§ Exercise details:
Of the entries below, return exactly those lines that fall between the one containing "hey real quick — spot the white sedan" and the one containing "hey real quick — spot the wheel", the two end lines included.
---------- Records for the exercise
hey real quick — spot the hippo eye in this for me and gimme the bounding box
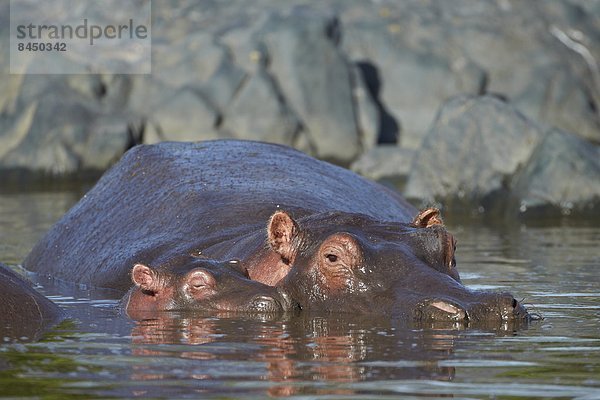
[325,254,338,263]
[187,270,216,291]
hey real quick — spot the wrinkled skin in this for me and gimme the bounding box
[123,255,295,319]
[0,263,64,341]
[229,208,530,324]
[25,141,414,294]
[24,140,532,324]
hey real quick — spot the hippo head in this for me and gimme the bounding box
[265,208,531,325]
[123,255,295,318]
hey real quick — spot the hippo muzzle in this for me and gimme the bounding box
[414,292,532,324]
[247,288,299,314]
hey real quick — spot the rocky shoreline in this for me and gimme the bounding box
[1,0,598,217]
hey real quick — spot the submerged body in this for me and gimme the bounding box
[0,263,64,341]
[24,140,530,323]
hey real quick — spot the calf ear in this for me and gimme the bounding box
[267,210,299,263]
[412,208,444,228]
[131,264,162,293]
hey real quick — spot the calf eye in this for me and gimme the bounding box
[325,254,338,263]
--------------------
---------- Records for the exercise
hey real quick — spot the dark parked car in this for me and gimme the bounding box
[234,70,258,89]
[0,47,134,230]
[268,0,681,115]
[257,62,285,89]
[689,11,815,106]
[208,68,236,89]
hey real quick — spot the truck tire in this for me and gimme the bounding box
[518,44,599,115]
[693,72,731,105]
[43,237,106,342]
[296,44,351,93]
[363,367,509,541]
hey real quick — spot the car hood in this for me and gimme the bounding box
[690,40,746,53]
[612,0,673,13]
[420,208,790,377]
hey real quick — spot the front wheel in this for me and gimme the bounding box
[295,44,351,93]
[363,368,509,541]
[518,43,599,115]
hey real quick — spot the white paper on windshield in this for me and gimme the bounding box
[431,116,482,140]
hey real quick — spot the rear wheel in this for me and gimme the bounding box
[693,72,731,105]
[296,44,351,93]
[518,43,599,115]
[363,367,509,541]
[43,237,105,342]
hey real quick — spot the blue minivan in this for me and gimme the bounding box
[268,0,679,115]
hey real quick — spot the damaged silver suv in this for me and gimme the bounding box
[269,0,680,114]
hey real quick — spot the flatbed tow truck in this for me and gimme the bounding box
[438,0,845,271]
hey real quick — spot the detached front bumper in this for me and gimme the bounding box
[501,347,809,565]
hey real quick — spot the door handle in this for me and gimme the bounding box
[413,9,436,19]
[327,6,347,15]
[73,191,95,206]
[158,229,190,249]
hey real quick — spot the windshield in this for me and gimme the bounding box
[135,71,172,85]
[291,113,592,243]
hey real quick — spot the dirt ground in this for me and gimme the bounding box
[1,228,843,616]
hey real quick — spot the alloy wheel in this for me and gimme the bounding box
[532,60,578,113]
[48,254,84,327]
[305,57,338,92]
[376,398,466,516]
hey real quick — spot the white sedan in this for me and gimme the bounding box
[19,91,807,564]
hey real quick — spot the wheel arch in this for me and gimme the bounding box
--------------------
---------- Records for the exercise
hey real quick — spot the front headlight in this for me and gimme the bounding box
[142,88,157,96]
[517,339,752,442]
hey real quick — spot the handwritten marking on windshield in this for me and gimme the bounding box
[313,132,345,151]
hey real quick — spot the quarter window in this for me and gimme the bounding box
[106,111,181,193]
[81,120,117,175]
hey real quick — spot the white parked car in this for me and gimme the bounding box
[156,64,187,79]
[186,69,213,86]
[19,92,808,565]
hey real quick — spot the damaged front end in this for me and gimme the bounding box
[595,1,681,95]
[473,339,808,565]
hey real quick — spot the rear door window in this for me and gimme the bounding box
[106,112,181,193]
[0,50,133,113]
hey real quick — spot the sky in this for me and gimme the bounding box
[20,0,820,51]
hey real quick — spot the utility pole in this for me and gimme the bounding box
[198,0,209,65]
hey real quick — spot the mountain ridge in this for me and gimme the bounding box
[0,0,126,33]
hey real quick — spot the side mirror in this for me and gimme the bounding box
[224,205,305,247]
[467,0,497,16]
--------------------
§ Response:
hey real quick — spot the white sedan in this for me and gimme the bounding box
[19,91,807,564]
hey real quick — spot the wheel arch in this for me and gimme the bounding box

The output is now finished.